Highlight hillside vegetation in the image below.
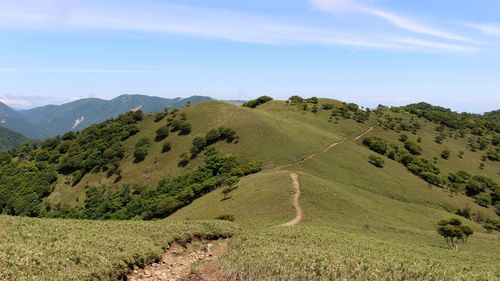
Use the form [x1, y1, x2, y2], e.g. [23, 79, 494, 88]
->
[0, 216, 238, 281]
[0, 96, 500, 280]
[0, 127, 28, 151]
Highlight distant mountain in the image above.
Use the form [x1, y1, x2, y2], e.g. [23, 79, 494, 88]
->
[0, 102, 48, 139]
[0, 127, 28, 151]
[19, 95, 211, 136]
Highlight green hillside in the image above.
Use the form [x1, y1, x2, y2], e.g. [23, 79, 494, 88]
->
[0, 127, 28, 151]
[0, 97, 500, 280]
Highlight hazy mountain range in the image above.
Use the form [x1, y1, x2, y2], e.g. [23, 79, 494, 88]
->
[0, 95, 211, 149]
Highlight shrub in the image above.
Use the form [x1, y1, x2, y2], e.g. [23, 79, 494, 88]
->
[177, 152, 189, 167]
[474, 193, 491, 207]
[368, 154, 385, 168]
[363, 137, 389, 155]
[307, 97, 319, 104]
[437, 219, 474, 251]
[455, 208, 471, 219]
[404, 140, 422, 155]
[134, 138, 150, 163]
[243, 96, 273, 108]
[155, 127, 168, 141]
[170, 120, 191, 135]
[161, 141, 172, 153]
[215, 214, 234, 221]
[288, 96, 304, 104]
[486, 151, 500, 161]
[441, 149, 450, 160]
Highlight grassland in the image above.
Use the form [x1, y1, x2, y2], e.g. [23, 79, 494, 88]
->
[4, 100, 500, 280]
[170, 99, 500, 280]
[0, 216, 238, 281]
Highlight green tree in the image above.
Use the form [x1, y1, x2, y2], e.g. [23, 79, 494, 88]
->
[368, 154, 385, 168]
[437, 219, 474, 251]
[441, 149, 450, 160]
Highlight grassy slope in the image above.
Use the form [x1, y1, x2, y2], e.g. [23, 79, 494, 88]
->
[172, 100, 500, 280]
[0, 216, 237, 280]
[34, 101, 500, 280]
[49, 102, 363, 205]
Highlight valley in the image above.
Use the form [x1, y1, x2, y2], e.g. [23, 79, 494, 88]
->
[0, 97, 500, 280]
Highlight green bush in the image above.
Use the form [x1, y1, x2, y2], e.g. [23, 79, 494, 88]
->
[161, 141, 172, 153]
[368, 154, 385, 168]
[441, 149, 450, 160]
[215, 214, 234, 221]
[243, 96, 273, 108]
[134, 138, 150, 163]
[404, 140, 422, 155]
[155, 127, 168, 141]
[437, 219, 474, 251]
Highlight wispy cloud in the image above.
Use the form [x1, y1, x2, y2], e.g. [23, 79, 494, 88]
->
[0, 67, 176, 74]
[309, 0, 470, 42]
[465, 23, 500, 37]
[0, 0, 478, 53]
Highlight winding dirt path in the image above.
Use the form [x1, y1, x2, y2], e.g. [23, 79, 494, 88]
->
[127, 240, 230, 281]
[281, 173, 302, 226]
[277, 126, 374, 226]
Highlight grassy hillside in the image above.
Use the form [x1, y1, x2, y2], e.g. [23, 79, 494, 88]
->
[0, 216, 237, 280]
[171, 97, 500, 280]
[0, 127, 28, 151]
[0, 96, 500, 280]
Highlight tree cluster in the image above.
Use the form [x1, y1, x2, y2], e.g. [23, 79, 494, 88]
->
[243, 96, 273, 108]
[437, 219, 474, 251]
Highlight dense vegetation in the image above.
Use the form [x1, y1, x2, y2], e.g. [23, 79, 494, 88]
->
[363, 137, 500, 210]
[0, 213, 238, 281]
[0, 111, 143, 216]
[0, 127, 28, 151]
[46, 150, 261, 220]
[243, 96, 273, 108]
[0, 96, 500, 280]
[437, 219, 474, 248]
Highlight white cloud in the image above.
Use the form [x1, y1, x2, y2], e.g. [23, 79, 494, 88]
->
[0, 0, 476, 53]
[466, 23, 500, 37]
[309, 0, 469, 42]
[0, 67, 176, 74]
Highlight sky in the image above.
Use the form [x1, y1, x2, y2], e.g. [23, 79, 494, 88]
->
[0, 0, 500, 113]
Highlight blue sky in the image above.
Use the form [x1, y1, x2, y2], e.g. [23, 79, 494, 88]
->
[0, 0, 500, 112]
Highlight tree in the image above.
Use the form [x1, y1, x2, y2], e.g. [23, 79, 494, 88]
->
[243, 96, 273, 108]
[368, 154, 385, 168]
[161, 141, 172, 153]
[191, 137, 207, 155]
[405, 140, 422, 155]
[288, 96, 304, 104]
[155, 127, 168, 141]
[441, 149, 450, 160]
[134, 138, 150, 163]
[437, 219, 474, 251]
= = = = = = =
> What the task asks
Locate every line in the entries above that contains the word "hillside", and copy each of those lines.

> Answer to the problem
Highlight hillside vegetation in the image below.
Highlight green hillside in the image above.
Highlight grassy hillside in the image above.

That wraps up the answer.